GOAL.
Reproduce word for word the records from the line containing "On this screenshot, the tan" through the line containing "[719,258,867,363]", including both of those lines.

Some records
========================

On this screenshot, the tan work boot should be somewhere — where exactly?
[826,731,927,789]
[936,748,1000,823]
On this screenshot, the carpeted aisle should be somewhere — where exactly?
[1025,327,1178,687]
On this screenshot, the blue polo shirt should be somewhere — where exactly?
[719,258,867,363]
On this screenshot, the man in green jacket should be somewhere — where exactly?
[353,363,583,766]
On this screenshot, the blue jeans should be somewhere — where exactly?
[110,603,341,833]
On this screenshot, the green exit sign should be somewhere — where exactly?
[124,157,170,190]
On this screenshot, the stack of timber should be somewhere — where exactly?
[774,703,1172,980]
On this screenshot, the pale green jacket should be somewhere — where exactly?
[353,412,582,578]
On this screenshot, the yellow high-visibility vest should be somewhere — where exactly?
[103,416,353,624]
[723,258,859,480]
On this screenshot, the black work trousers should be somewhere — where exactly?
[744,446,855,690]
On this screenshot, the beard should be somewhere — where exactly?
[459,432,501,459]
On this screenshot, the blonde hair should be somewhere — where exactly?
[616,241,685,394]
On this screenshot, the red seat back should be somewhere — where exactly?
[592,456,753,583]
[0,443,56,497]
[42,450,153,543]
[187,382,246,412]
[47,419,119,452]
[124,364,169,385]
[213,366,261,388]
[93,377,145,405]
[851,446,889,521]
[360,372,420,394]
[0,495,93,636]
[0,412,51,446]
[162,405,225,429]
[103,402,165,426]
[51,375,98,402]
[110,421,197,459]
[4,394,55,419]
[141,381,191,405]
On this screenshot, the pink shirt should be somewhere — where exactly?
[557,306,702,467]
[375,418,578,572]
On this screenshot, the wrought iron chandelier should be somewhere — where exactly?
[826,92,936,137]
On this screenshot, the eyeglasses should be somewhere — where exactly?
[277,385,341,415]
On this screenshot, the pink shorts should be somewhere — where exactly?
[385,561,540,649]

========================

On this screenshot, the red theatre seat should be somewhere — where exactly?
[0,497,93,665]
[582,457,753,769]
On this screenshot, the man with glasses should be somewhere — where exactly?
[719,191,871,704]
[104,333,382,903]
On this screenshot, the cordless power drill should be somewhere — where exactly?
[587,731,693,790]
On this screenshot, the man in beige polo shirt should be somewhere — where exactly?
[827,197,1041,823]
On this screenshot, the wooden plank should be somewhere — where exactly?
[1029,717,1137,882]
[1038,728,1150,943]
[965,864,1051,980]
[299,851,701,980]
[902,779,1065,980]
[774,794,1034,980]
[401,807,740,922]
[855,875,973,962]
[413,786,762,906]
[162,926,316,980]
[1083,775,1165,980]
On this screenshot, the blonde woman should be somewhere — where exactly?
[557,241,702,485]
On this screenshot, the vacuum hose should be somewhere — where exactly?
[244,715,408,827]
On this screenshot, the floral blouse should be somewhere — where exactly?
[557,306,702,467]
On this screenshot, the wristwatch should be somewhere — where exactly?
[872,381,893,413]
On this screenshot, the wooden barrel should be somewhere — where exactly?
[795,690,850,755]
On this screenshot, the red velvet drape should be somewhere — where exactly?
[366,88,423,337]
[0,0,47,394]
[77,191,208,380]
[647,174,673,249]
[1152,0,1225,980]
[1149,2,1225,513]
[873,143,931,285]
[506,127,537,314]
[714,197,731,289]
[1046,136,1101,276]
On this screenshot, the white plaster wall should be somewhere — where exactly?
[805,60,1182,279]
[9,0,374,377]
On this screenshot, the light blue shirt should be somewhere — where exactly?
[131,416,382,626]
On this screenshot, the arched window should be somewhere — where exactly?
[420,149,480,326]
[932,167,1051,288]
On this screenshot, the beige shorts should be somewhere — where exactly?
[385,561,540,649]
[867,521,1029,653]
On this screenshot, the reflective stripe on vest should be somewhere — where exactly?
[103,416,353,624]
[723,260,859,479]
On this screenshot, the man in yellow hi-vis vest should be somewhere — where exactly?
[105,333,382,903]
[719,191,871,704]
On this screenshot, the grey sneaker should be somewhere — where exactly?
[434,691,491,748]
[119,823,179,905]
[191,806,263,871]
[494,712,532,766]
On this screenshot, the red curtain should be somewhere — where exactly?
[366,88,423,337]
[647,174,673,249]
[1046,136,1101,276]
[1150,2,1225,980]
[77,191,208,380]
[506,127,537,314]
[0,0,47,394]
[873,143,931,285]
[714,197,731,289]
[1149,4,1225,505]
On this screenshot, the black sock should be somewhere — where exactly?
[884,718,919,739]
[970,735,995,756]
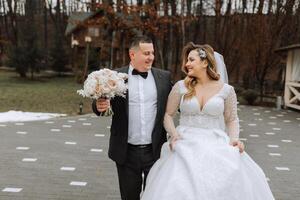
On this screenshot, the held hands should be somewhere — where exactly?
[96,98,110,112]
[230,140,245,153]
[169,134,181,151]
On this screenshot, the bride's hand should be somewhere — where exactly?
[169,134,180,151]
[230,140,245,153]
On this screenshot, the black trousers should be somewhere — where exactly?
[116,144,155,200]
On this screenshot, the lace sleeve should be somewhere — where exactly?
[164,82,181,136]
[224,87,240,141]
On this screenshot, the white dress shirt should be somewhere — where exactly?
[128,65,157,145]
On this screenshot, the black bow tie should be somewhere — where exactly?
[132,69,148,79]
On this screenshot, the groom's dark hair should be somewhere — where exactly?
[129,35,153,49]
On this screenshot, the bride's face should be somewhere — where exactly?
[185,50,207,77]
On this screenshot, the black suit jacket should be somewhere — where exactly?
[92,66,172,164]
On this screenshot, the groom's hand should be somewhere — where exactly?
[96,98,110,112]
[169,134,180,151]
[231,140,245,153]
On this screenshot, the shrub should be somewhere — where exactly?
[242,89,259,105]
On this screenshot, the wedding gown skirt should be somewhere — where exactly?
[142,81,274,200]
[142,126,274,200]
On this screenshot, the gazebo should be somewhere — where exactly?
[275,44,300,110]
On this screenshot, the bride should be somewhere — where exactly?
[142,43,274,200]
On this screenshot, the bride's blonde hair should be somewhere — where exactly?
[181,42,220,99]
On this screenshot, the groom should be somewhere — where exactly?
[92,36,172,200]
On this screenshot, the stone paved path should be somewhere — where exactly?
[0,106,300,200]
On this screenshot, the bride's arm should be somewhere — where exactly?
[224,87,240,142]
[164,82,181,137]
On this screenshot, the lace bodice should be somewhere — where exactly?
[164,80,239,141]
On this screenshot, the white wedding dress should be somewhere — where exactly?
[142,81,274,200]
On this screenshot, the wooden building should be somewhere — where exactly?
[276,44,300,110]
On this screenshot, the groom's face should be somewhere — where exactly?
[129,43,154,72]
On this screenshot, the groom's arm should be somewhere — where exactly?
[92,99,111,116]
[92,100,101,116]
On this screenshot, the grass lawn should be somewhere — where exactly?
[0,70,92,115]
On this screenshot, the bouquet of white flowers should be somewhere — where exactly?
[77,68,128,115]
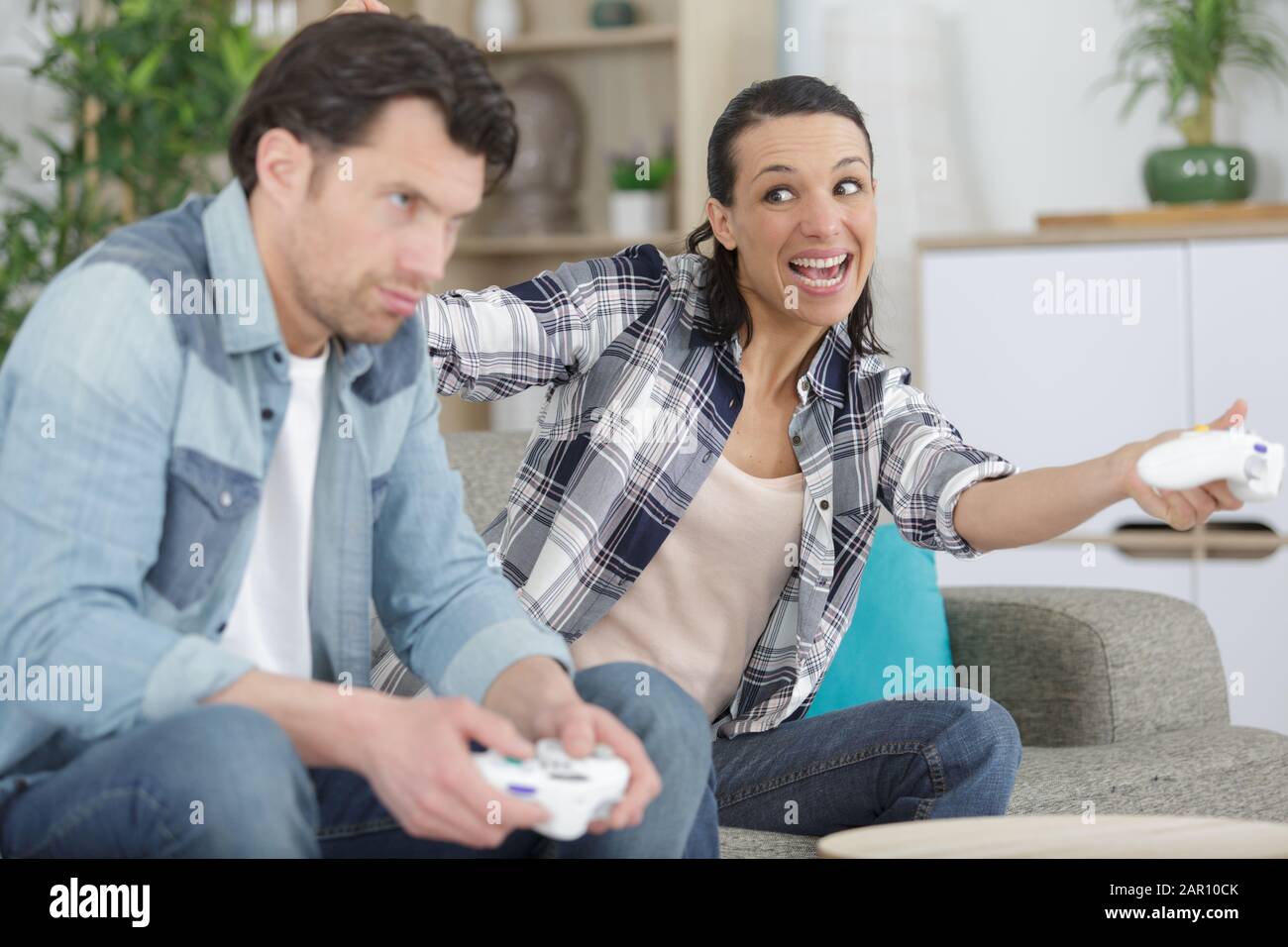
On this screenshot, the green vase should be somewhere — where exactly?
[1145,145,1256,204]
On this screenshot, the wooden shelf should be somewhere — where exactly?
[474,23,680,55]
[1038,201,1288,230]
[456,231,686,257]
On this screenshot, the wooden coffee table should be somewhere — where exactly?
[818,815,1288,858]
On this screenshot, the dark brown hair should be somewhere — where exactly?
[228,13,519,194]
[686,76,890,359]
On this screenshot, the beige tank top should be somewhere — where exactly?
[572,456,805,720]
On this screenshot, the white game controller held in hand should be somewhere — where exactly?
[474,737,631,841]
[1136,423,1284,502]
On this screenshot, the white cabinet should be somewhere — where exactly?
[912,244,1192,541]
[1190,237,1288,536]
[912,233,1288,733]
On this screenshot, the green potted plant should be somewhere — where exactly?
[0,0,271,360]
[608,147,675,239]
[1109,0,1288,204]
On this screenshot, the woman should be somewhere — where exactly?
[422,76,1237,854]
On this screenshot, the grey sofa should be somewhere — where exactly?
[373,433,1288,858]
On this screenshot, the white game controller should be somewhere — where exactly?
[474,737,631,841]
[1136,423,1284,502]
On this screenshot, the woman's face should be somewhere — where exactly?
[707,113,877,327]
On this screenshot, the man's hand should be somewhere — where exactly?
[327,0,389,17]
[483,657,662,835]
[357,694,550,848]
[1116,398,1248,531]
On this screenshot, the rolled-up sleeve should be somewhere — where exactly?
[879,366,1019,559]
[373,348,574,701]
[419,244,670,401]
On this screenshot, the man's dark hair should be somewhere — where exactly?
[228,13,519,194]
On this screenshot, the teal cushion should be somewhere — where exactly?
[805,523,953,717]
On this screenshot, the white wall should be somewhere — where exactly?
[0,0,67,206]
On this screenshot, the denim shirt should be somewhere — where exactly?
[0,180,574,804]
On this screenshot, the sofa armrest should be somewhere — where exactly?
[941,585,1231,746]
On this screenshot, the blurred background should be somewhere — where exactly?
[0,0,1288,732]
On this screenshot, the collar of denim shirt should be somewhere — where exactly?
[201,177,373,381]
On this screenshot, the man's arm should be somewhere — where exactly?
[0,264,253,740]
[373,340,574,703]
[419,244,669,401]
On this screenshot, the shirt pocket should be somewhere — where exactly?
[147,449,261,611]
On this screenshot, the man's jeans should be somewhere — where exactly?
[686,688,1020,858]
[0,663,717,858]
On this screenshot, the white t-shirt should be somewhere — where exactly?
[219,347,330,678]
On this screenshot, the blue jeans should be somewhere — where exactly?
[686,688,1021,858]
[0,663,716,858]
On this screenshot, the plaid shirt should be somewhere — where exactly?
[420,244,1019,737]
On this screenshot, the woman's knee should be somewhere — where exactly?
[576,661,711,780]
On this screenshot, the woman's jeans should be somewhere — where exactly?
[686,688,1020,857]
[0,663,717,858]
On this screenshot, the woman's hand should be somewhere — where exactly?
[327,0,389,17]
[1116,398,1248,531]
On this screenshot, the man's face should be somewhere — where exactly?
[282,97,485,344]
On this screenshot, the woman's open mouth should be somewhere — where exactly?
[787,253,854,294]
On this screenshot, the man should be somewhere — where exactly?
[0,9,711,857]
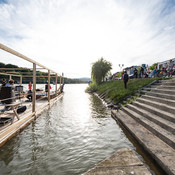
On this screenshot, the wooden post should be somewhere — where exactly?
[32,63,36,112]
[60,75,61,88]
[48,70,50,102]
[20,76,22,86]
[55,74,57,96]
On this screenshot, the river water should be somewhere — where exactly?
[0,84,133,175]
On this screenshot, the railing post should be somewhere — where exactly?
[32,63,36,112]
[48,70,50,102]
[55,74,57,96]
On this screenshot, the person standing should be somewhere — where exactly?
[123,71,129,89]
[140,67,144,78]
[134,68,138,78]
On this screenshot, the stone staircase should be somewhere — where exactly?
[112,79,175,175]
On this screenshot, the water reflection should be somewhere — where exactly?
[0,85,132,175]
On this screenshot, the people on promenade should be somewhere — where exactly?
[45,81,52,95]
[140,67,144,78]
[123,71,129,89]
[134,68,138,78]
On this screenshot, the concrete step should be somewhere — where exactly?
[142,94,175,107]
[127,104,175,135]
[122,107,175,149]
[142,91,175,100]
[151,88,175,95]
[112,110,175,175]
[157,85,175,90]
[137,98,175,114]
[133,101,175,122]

========================

CORRECT RESULT.
On this screenshot, the tan work boot should be somewhere — where exactly?
[826,731,927,789]
[936,748,1000,823]
On this screenshot, the carpeted aisle should be somewhere — where exactly?
[1025,327,1178,687]
On this screenshot, the blue polo shirt should be somewhere — where exactly?
[719,258,867,363]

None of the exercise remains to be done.